Record list:
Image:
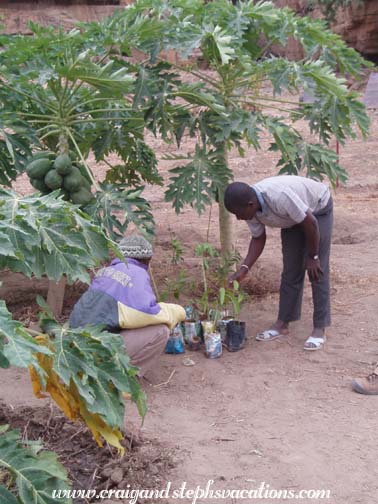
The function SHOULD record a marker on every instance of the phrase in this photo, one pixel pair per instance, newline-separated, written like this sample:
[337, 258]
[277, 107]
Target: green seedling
[233, 296]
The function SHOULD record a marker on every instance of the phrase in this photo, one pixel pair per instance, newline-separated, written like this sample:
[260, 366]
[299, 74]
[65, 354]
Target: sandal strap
[269, 333]
[316, 341]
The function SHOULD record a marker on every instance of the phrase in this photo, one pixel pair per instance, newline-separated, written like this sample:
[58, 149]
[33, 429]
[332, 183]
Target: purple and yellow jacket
[121, 297]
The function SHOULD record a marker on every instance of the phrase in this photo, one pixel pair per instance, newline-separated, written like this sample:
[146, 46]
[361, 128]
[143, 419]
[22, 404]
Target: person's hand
[314, 269]
[238, 276]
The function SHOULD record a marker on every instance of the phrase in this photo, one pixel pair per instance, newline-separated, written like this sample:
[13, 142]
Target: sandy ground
[273, 413]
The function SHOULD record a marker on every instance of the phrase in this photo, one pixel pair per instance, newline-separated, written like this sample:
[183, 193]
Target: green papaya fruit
[53, 180]
[38, 168]
[84, 173]
[40, 185]
[81, 197]
[63, 164]
[85, 183]
[73, 181]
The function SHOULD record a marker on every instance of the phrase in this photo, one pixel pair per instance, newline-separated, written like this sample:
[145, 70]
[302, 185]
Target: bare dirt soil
[272, 412]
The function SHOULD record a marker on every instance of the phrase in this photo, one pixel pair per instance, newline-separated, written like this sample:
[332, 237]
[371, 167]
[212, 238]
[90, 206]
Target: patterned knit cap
[136, 246]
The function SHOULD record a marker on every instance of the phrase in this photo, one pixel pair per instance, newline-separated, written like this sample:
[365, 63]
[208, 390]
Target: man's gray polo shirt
[285, 200]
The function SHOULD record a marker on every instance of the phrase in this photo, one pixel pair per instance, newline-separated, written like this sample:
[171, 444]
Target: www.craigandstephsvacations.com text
[196, 495]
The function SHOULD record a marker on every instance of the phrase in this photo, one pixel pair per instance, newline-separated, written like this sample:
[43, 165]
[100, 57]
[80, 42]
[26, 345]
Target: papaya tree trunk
[225, 219]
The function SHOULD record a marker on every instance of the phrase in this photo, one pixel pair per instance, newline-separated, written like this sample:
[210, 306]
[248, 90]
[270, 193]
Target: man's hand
[238, 276]
[314, 269]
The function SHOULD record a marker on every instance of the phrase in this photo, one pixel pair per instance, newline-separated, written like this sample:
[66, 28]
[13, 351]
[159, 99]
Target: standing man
[303, 209]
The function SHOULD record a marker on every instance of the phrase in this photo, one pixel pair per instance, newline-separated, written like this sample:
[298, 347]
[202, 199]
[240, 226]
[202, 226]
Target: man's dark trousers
[294, 260]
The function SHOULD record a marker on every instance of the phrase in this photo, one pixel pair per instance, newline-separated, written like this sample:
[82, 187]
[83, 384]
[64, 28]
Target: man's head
[241, 200]
[136, 247]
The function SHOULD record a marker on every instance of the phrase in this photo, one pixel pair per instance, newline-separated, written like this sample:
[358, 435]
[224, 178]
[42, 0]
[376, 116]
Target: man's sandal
[269, 335]
[312, 343]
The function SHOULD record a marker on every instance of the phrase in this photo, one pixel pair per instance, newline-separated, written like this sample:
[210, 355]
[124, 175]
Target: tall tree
[230, 105]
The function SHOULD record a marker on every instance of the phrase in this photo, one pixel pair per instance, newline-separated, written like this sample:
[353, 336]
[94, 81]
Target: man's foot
[278, 329]
[316, 340]
[367, 386]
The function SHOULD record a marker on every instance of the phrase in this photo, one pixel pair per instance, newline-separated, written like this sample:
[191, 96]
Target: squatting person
[303, 209]
[121, 297]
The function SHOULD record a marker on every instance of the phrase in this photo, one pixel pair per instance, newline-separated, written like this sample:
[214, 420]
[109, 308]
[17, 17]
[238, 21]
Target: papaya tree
[86, 371]
[63, 97]
[247, 92]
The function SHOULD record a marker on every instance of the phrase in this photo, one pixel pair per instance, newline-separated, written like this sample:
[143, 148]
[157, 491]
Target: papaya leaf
[17, 347]
[48, 236]
[36, 475]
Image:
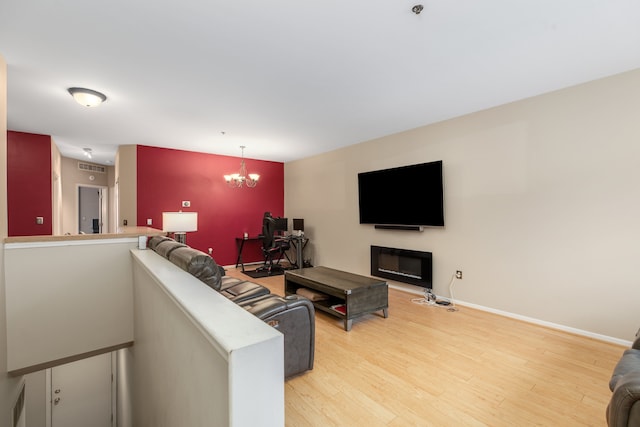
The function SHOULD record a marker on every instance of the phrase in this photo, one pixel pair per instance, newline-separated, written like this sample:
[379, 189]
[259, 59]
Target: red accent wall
[29, 184]
[166, 177]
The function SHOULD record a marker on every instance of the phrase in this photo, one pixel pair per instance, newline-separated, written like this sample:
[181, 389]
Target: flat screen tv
[402, 196]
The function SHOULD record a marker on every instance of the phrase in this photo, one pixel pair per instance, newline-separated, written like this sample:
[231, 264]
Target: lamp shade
[179, 222]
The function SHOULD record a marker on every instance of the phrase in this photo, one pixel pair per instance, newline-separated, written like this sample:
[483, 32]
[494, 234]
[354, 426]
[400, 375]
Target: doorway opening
[92, 209]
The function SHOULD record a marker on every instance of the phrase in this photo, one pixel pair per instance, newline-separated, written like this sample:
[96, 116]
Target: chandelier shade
[242, 178]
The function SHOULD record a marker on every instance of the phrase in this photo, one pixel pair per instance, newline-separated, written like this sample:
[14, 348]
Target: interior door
[81, 393]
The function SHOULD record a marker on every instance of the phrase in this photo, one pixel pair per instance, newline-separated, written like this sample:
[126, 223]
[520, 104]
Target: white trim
[48, 397]
[57, 243]
[539, 322]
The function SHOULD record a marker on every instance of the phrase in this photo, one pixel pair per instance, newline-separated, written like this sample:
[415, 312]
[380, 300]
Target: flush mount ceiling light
[237, 180]
[87, 97]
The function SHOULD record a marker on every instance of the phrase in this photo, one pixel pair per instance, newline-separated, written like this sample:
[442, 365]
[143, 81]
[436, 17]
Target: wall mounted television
[402, 196]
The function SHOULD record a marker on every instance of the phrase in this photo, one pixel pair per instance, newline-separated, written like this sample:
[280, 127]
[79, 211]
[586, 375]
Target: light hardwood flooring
[427, 366]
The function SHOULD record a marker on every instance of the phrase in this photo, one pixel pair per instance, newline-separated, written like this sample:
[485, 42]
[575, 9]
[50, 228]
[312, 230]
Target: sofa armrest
[636, 342]
[630, 361]
[199, 264]
[624, 407]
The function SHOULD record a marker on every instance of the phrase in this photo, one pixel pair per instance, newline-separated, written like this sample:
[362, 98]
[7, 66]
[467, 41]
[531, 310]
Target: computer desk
[240, 246]
[299, 243]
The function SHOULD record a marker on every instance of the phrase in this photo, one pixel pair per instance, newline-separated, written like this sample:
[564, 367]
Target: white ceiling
[290, 79]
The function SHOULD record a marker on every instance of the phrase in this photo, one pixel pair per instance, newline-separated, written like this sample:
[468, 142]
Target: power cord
[431, 300]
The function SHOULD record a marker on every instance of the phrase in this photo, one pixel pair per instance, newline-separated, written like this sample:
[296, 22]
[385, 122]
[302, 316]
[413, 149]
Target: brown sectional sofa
[294, 316]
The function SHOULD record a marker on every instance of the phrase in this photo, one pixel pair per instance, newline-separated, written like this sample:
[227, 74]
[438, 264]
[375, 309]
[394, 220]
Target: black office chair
[273, 247]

The request: Restate the full listing verbatim and drop every picture.

Completed task:
Image:
The function SHOULD record a marker on every instance of the phrase in this photo, one pixel pair per instance, newline-separated, written like this sample:
[337, 258]
[277, 107]
Target: green seedling
[233, 296]
The function SHOULD record a marker on every instance of the phrase in this photo, one pixel pair per instance, newline-separated, written like this sample:
[260, 366]
[299, 74]
[65, 354]
Target: sandal strap
[269, 333]
[316, 341]
The function SHOULD record a marker on every instance of the phrase in this photo, one pixel pair per instance, newline-separated, written like this sample:
[58, 149]
[33, 429]
[332, 183]
Target: purple and yellow jacket
[121, 297]
The function SHOULD record a marker on every instance of the phrase in this photo, one pixel pair per instance, newline-separated, written like this sample:
[146, 46]
[361, 128]
[143, 419]
[22, 404]
Target: person's hand
[314, 269]
[238, 276]
The function SHOULD record a marker on every instance of the phrase in this photo, one pixel pair per instance, newline-separated, written like this sample:
[13, 142]
Target: sandy ground
[273, 413]
The function SHOULD record a marker on every instance of the phrase in this photo, one pixel pair per instance, newline-separated, written like this sample:
[183, 193]
Target: green papaya fruit
[53, 180]
[38, 168]
[84, 173]
[40, 185]
[81, 197]
[63, 164]
[85, 183]
[73, 181]
The function SHOULD record a marker on every instance of the phrase in this photo, one pixel pair per instance, newline-separated, written like this sample:
[145, 70]
[302, 185]
Target: bare dirt soil
[272, 412]
The function SHOULD record a marker on every instance of the phrase in this photo, one pixel pair per instance, newline-separated, written like this sample:
[332, 237]
[371, 167]
[212, 238]
[90, 206]
Target: patterned knit cap
[136, 246]
The function SHOULD record a marker on every instance of the phrase in this photo, one pixel pair per instance, newline-separated, written like this sample:
[365, 63]
[208, 390]
Target: man's gray polo shirt
[285, 200]
The function SHOULD record a marker on every instance of the phrase in this photo, one pixel pair per instance, newline-separated, written like this sample:
[171, 444]
Target: www.craigandstephsvacations.com text
[196, 495]
The function SHOULD record a marker on every instance of the phrase in this photo, one pixel pair per instance, newline-separated, written like this sample:
[43, 165]
[100, 57]
[80, 42]
[26, 345]
Target: papaya tree trunk
[225, 219]
The function SHOULD record a marker on every instance of the phrase in this photo, one pixel pair per instance, newline-separated, written like this sample:
[210, 306]
[248, 90]
[270, 193]
Target: man's hand
[238, 276]
[314, 269]
The function SHOULD record a marker on every instance of the phrase in this photo, one pixel pair per instance, newline-separated, written like this sample:
[66, 28]
[13, 351]
[159, 99]
Target: standing man
[303, 209]
The function SHOULD record a marker on every instance of the phrase in this photo, one pixel pair per instance, newline-separated, written like this sample:
[298, 347]
[202, 199]
[240, 226]
[202, 226]
Target: man's dark trousers
[294, 260]
The function SHOULD record a marker on every instance of the phrase in this photo, one pixel pair per instance, newline-separated, written like this sample:
[82, 187]
[83, 384]
[64, 28]
Target: man's head
[241, 200]
[136, 247]
The function SHOULD record a marker on every instance of the phrase in this photo, one pixel pair per instance, newline-separated, written like this sample:
[358, 435]
[224, 178]
[42, 0]
[376, 116]
Target: man's sandal
[269, 335]
[312, 343]
The function SHOULD record a marker on every instance of the phrase in this photo, one pixel pair per instance, newline-separated, written like this sample:
[210, 355]
[124, 175]
Target: tall tree
[230, 105]
The function SHOULD record a marker on every instance of the phrase in this photo, one pixel pair per instance, newline-separated, written like this sample:
[353, 336]
[94, 81]
Target: man's foot
[278, 329]
[316, 340]
[367, 386]
The function SHOULD record a marker on every instance of the phrase in this photo, one pixel pair per instance, newline-separated, written like this sample:
[191, 96]
Target: squatting person
[303, 209]
[121, 297]
The function SHOULD record a marker on every instance of the phrase in this photo, one pixel pair per instance, newline-separated, written like this sample:
[214, 420]
[109, 308]
[17, 17]
[238, 21]
Target: papaya tree
[86, 371]
[63, 97]
[247, 92]
The function SHOULD record a marker on every instance of the phrase in this photo, one pixel pair per instance, newline-separated, written like this sample:
[143, 148]
[157, 491]
Target: papaya leaf
[17, 347]
[48, 236]
[36, 475]
Image:
The function SHOULD record a marker on every instance of the phrase in this photo, one pixel pair per instance, newline-separated, written like this sample:
[379, 189]
[259, 59]
Target: red accent wall
[29, 184]
[166, 177]
The function SHOULD record a marker on every instance of the phrase in this photo, one pixel pair per instance, newline-separated, written like this sample:
[181, 389]
Target: flat screen tv
[402, 196]
The function SHOULD record a marker on every instance of the phrase in this photo, one pixel pair per instance, newline-separated, written like this sample:
[231, 264]
Target: lamp shade
[179, 222]
The function SHOULD record a marker on every instance of the phrase in this photo, one pixel pair per instance, newline-separated, written like this sample:
[483, 32]
[494, 234]
[354, 426]
[400, 375]
Target: doorway opening
[92, 209]
The function SHOULD record a marker on every instance of the phrase in this photo, one pixel pair per instance, newline-separated, written like this sample:
[96, 116]
Target: chandelier shade
[242, 178]
The function SHOULD record a marker on every instance of the phrase in this photo, one pixel pair per instance, newline-separated, written like this sample:
[14, 348]
Target: interior door
[81, 393]
The function SHOULD record a marker on every instance of the phrase in this photo, one pixel pair per instance, newline-separated, written like this sample:
[126, 223]
[520, 104]
Target: white trim
[48, 397]
[57, 243]
[539, 322]
The function SHOULD record a marker on every instance of the phrase in this photo, one pixel pair per instance, newline-separated, written like this sample:
[415, 312]
[380, 300]
Target: flush mount ceiling light
[237, 180]
[87, 97]
The function SHOULD record a marker on every instance of the phrase in this photo, one pixel pair per instance, newline-separated, written like this sample:
[442, 365]
[143, 81]
[436, 17]
Target: wall mounted television
[402, 196]
The function SHOULD record a marker on every instance of the phrase in this photo, one pixel pair per instance, newline-separated, written like this sample:
[280, 127]
[79, 211]
[586, 375]
Target: light hardwood flooring
[427, 366]
The function SHOULD record a marker on every instance of the phrase in this photo, one pixel pair per instance, newline-separated, written like this sample:
[485, 42]
[575, 9]
[50, 228]
[312, 230]
Target: sofa armrest
[636, 342]
[630, 361]
[199, 264]
[624, 407]
The function SHOULD record a marker on every instance of the phrase in this photo, one pixel pair per instance, newline-separated, written like this sample:
[362, 98]
[7, 66]
[467, 41]
[531, 310]
Target: computer desk
[240, 246]
[299, 243]
The function SHOULD record a marker on every instance of the phrase in this photo, one pixel pair per instance, newline-separated, written like this sample:
[564, 367]
Target: white ceiling
[290, 79]
The function SHOULD record a marker on every instance of the phrase in this photo, one pixel pair per instance, newline-separated, written like this sample:
[468, 142]
Target: power cord
[431, 300]
The function SHOULD record a marker on every instance of the phrase in this photo, one pixel pair per instance, newline-separated, written like this sample:
[296, 22]
[385, 122]
[302, 316]
[413, 149]
Target: brown sectional sofa
[294, 316]
The function SHOULD record a marker on every instance of the phrase in this photo, one pixel pair per instance, newline-separated, written like this sample:
[227, 74]
[438, 264]
[375, 309]
[394, 220]
Target: black office chair
[273, 247]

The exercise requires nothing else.